**WHAT YOU HAVE TO DO:**
Starting with the line that contains "Note: for every instance of the grassy" and going on through the line that contains "Query: distant treeline", edit those lines so that "marker" becomes "pin" and nothing else changes. Return only those lines.

[Start MATERIAL TO PROCESS]

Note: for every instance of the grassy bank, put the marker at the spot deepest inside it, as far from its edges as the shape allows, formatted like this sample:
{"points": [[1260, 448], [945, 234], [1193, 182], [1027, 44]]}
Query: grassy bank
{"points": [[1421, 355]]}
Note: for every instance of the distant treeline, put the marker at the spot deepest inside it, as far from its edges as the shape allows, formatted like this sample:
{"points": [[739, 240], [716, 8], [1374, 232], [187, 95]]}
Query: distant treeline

[End MATERIAL TO PROCESS]
[Start MATERIAL TO PROCESS]

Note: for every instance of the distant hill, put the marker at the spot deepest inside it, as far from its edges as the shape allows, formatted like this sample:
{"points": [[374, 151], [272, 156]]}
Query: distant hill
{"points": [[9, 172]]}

[End MATERIAL TO PROCESS]

**ANSWER TO THIS PROBLEM:**
Note: for every instance of the grassy bank, put the pin at the spot deepest inside it, as far from its edges as the shape allows, formatted like this sample:
{"points": [[1260, 448], [945, 234], [1193, 182], [1027, 44]]}
Query: grassy bank
{"points": [[1421, 355]]}
Note: for every instance of the distant treeline, put the pin at the spot deepest inside it, as far from its edges as the shape allows, formatted like this sample:
{"points": [[739, 240], [716, 8], [1374, 232], [187, 95]]}
Query: distant treeline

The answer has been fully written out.